#### [Page text]
-.-.-

# KANSAS!



## MrFysch (Feb 9, 2008)

Headed back to western Kansas for 10 days on Friday. Missed drawing a tag last year so really looking forward to getting back out there. Breaking camp in the UP in the morning after 3 weeks of hunting the big woods. Stopping to see the wife and the dogs for a couple days before heading west. Damn it's nice being retired!


----------



## snortwheeze (Jul 31, 2012)

Can't wait to see what ya kill Ron good luck and enjoy retirement! Seems ya are!


----------



## rockafed13 (12 mo ago)

Good luck! I will be in eastern Kansas free lancing it. First trip out there for me


----------



## buckguts1970 (Dec 7, 2012)

Prick!! Lol

Sent from my SM-G981V using Michigan Sportsman mobile app


----------



## MrFysch (Feb 9, 2008)

buckguts1970 said:


> Prick!! Lol
> 
> Sent from my SM-G981V using Michigan Sportsman mobile app


😆😆😆


----------



## MrFysch (Feb 9, 2008)

Update….deer numbers are down a bit out here in western Kansas. Very dry drought like conditions. Have seen several shooters with a couple high 150s in our scouting. All our blinds and cameras are set. Waiting for the Wednesday opener. 8 degrees with a SSW wind predicted for weds am.


----------



## DirtySteve (Apr 9, 2006)

MrFysch said:


> Update….deer numbers are down a bit out here in western Kansas. Very dry drought like conditions. Have seen several shooters with a couple high 150s in our scouting. All our blinds and cameras are set. Waiting for the Wednesday opener. 8 degrees with a SSW wind predicted for weds am.


Man that seems cold for Kansas! I have only been twice for upland hunting but once was jan and once was late dec. Both times we had highs in 50's. 

I have been reading about the droughts out there. Have you been seeing many pheasats or quail? We are thinking of changing to another region when we go in January this year 

Sent from my SM-S901U using Michigan Sportsman mobile app


----------



## MrFysch (Feb 9, 2008)

-.-.-

#### [Extracted material]

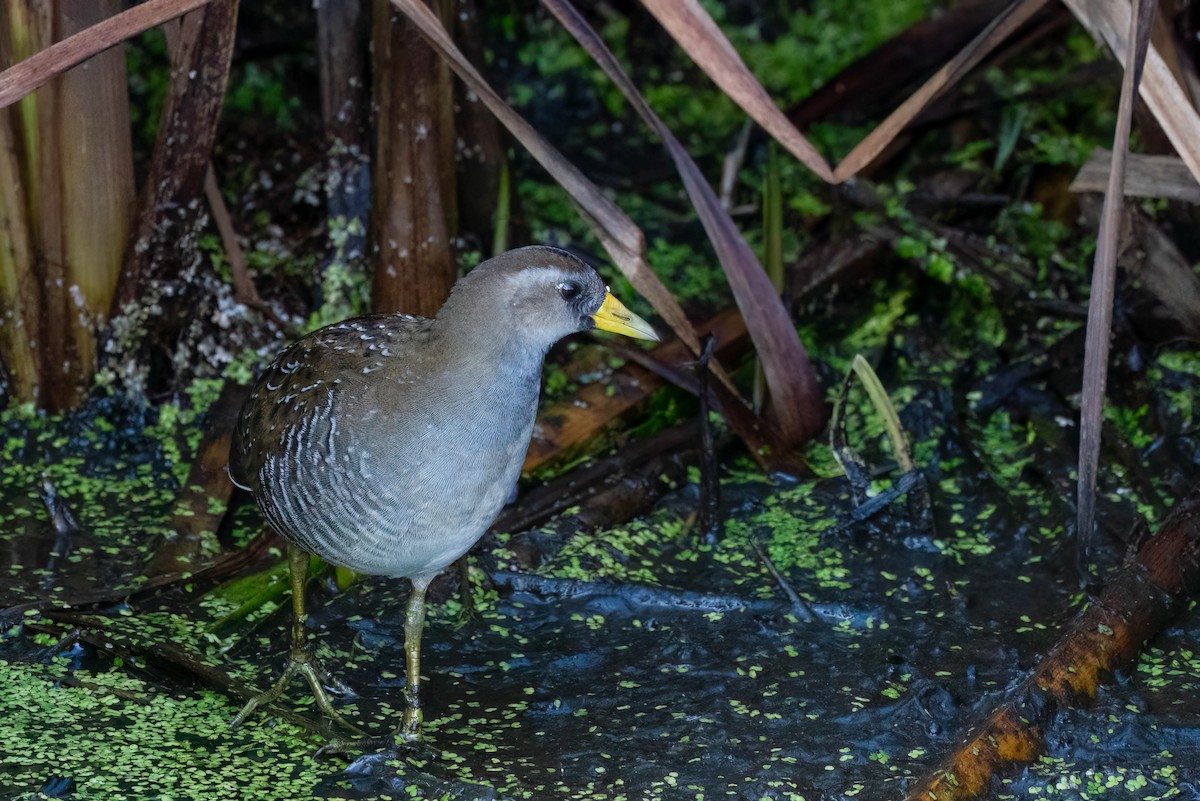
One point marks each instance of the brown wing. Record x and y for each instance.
(301, 386)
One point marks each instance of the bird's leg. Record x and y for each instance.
(300, 660)
(468, 613)
(408, 733)
(414, 622)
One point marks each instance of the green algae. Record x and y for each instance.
(121, 739)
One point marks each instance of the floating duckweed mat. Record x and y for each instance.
(636, 662)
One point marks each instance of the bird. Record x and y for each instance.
(388, 443)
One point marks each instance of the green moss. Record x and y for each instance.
(120, 739)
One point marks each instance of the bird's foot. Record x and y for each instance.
(317, 678)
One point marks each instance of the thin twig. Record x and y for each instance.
(803, 610)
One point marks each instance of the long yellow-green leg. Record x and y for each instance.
(414, 622)
(300, 658)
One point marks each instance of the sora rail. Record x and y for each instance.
(388, 443)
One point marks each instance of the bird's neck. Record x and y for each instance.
(487, 357)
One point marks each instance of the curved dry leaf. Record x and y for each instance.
(22, 78)
(798, 399)
(700, 37)
(619, 235)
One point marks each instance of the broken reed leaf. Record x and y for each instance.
(1167, 100)
(798, 402)
(22, 78)
(700, 37)
(886, 410)
(1003, 26)
(619, 235)
(201, 59)
(1099, 306)
(1146, 176)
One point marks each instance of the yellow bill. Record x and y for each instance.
(615, 317)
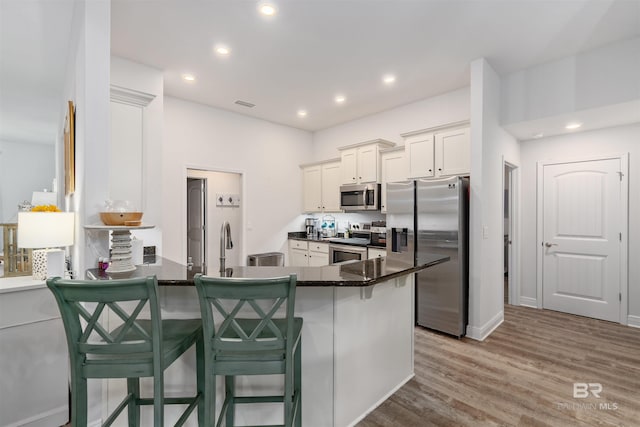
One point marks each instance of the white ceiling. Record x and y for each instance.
(34, 41)
(301, 58)
(314, 49)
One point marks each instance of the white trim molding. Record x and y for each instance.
(128, 96)
(633, 321)
(529, 302)
(482, 332)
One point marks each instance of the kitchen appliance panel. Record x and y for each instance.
(400, 237)
(442, 224)
(342, 253)
(360, 197)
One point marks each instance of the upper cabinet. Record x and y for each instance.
(360, 163)
(442, 151)
(321, 186)
(394, 169)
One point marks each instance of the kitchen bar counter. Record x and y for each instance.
(357, 338)
(359, 273)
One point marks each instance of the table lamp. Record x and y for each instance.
(46, 231)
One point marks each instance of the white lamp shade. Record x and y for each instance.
(44, 198)
(45, 229)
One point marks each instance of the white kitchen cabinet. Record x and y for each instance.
(318, 254)
(311, 254)
(441, 151)
(321, 186)
(376, 253)
(33, 356)
(360, 163)
(421, 156)
(453, 152)
(331, 187)
(394, 169)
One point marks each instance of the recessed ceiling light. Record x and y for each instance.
(267, 9)
(223, 50)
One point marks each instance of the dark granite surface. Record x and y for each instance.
(339, 239)
(358, 273)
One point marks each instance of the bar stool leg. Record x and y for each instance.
(297, 389)
(230, 394)
(200, 382)
(79, 401)
(133, 387)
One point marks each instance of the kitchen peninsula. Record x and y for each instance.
(357, 335)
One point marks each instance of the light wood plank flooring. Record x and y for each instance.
(522, 375)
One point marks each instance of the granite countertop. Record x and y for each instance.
(338, 239)
(354, 273)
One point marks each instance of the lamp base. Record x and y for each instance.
(47, 263)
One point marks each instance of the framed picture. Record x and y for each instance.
(70, 151)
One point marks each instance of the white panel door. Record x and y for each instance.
(453, 152)
(331, 187)
(312, 188)
(368, 164)
(581, 238)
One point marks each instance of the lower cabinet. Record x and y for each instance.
(308, 254)
(318, 254)
(376, 252)
(33, 357)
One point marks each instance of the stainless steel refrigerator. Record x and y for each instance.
(432, 216)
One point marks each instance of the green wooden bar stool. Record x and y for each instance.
(246, 335)
(137, 348)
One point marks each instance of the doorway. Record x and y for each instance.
(213, 197)
(197, 223)
(583, 233)
(509, 204)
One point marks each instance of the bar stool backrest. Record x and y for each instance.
(83, 304)
(246, 310)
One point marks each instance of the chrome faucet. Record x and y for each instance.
(225, 243)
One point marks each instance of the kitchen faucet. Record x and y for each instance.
(225, 243)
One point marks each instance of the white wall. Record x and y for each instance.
(489, 145)
(267, 155)
(141, 78)
(592, 79)
(24, 168)
(622, 139)
(439, 110)
(88, 87)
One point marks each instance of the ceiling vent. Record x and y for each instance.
(245, 104)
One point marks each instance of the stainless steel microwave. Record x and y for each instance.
(360, 197)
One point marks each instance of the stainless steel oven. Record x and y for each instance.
(360, 197)
(341, 253)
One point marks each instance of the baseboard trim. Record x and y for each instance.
(633, 321)
(482, 332)
(529, 302)
(56, 416)
(379, 402)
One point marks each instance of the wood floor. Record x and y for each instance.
(522, 375)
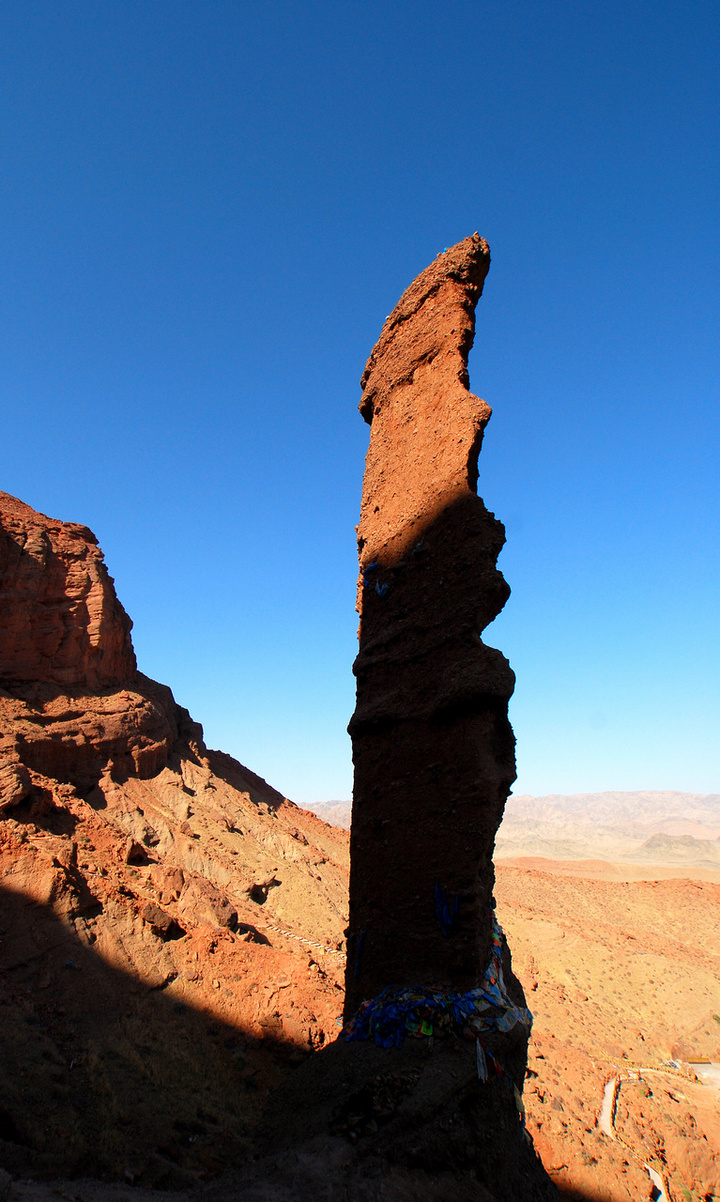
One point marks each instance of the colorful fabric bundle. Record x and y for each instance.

-.-.-

#### [Set problem A]
Answer these questions about the Kansas hunting thread:
(i) How many weeks did MrFysch spend hunting the big woods in the UP?
(ii) What temperature and wind are predicted for Wednesday morning?
(iii) In which months did DirtySteve make his two upland hunting trips to Kansas?
#### [Set problem B]
Swap "Friday" for "Saturday" in the Kansas hunting thread, and give everything from "Headed back to" down to "(Jul 31, 2012)" with that change.
#### [Set problem C]
Supply the next part of the Kansas hunting thread, picking up after its last line.
The records are separate material and have nothing to do with the Kansas hunting thread.

#### [Task response A]
(i) 3 weeks
(ii) 8 degrees with a SSW wind
(iii) January and late December

#### [Task response B]
Headed back to western Kansas for 10 days on Saturday. Missed drawing a tag last year so really looking forward to getting back out there. Breaking camp in the UP in the morning after 3 weeks of hunting the big woods. Stopping to see the wife and the dogs for a couple days before heading west. Damn it's nice being retired!


----------



## snortwheeze (Jul 31, 2012)

#### [Task response C]
Not very many pheasants out west this year from what I am seeing. 8 degrees is the morning temp. It will warm to the 40s. Has been in the 50s and 60s everyday I have been here


----------



## MrFysch (Feb 9, 2008)

Saw lots of big bucks today driving around some of the country out here today. Lots of chasing still going on out here. Saw a bruiser pushing 190 in a spot that I have permission on along with several in the 40s and 50s. Has me thinking.


----------



## anagranite (Oct 23, 2010)

Good luck to you, Kansas was always fun but I've only hunted the east side.


----------



## Ginweed (Jan 13, 2005)

Good luck to all you M-S ers hunting the gun opener tomorrow. Drove all night to get here this morning. Hunting in SE side of the state. Blessed to have two opening days this year. 


Sent from my iPhone using Michigan Sportsman


----------



## ottertrapper (Jan 6, 2006)

Good luck everyone! I bow hunted Kansas doe for first time this year what an awesome state. Love that country! Looking forward to some pics


----------



## MrFysch (Feb 9, 2008)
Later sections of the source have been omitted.